§ **Exercise goal**
Each line below that holds the string "headlight" counts once; report the total and nothing else.

(Saved entries)
——

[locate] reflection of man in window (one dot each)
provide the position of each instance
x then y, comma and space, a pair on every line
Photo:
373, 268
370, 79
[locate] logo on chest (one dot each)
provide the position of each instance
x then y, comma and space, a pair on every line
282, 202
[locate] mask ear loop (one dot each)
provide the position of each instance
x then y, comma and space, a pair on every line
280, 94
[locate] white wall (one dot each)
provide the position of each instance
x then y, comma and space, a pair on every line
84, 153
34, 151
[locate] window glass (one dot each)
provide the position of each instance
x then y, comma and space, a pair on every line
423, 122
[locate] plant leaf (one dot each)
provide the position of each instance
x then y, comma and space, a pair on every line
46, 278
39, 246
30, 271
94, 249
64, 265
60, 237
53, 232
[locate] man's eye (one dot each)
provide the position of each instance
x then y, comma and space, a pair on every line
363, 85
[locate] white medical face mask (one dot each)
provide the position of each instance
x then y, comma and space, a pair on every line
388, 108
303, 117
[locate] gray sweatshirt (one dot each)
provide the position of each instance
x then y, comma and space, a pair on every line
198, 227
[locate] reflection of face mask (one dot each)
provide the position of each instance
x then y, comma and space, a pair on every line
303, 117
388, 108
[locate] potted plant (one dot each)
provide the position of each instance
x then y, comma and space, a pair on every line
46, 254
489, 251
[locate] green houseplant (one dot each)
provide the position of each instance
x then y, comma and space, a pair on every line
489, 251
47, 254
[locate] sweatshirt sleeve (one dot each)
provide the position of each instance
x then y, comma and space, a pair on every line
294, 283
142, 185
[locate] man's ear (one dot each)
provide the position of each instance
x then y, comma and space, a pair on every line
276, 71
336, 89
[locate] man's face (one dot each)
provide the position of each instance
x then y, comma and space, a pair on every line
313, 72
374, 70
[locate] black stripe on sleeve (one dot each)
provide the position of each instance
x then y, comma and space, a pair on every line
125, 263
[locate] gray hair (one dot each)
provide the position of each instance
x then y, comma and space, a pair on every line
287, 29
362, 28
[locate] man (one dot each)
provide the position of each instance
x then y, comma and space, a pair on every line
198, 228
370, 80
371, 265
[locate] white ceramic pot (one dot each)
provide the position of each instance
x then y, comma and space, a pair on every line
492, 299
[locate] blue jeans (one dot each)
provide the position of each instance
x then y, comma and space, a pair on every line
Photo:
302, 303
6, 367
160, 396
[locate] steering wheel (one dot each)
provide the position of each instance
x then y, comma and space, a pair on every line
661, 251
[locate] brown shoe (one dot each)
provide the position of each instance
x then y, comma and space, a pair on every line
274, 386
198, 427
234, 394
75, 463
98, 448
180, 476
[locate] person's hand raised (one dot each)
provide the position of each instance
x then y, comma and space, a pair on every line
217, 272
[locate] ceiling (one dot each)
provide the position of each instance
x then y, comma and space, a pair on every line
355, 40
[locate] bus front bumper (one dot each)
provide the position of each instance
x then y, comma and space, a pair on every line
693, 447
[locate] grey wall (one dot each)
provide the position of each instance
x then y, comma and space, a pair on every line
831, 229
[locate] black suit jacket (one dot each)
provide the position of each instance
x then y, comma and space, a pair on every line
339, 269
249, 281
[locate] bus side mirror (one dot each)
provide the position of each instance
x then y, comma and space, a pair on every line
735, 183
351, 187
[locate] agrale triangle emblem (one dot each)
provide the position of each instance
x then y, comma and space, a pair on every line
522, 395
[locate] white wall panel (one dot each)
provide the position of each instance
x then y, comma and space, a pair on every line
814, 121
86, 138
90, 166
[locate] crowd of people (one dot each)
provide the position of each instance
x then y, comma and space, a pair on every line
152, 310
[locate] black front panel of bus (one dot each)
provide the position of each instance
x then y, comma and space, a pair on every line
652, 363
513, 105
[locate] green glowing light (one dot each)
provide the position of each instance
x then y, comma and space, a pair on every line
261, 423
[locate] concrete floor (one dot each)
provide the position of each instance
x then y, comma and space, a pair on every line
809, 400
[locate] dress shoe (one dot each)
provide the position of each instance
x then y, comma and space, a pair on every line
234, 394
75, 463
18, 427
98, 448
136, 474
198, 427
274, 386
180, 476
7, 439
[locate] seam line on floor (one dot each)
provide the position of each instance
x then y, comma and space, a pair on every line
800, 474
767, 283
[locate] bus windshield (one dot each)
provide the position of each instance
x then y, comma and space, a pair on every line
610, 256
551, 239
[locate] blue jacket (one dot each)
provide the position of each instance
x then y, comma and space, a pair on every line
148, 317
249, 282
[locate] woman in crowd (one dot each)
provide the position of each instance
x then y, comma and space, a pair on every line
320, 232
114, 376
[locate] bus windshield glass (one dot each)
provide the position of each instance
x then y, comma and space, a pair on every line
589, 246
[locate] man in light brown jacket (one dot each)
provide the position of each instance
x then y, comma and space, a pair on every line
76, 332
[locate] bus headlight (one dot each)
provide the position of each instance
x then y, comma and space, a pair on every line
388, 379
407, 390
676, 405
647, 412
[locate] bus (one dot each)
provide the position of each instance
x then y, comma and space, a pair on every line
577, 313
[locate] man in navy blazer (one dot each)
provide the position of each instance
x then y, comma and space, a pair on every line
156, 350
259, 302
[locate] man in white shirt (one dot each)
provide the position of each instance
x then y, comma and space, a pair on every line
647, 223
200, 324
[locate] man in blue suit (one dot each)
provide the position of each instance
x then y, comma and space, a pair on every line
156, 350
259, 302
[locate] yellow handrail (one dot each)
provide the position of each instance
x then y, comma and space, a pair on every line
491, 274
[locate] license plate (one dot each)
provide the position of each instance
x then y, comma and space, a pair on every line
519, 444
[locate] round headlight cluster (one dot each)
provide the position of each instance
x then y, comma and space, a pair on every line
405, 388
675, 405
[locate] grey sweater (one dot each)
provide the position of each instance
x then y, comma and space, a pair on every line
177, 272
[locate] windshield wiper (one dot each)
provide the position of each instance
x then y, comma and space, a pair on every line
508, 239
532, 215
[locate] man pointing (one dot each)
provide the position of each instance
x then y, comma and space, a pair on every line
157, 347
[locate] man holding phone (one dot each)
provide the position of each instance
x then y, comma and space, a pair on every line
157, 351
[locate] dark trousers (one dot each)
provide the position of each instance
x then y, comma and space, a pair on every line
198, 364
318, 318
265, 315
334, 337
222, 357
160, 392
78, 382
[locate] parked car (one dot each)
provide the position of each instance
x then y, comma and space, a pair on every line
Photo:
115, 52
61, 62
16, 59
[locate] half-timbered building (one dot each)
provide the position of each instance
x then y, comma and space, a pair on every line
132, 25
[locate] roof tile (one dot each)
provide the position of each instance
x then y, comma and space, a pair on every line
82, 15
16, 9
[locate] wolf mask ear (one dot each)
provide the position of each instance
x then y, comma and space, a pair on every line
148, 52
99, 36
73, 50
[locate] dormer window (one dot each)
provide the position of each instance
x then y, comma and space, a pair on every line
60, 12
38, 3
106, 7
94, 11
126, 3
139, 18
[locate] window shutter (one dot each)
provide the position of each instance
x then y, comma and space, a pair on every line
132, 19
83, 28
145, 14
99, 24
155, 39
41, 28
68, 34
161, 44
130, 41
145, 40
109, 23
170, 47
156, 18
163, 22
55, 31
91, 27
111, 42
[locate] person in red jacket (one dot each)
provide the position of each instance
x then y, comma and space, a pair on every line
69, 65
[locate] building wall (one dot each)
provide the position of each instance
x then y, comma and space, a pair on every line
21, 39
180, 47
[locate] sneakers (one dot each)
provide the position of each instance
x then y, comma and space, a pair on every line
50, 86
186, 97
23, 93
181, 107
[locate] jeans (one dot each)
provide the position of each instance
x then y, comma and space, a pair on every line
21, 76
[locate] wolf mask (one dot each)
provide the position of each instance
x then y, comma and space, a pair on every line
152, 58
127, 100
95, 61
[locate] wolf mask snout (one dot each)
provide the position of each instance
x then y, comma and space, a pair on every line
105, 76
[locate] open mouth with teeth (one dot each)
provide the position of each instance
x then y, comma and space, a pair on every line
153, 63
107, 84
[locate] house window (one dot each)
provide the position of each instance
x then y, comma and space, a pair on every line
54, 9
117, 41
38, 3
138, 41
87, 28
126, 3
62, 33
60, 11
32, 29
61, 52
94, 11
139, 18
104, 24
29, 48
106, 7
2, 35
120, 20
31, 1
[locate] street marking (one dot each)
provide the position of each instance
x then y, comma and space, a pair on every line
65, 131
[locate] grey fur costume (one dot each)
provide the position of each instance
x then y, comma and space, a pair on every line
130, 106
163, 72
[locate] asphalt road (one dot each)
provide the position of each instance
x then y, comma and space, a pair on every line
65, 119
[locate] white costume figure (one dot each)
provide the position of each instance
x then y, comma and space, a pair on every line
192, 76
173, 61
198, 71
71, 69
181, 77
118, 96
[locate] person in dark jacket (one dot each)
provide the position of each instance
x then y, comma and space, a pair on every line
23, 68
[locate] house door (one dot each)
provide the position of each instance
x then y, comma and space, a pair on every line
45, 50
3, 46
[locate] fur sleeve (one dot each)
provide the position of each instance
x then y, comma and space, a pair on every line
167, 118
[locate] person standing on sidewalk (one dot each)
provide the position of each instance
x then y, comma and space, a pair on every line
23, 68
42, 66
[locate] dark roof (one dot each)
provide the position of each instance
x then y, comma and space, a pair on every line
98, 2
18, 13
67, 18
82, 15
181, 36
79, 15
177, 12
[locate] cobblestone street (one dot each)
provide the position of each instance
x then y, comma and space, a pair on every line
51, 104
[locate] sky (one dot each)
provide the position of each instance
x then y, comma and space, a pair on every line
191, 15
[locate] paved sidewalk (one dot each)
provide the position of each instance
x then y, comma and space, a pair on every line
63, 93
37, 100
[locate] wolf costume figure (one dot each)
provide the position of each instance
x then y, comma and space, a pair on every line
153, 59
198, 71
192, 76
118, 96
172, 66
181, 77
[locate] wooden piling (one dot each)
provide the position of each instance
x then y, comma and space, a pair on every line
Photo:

——

§ **Response to this task**
2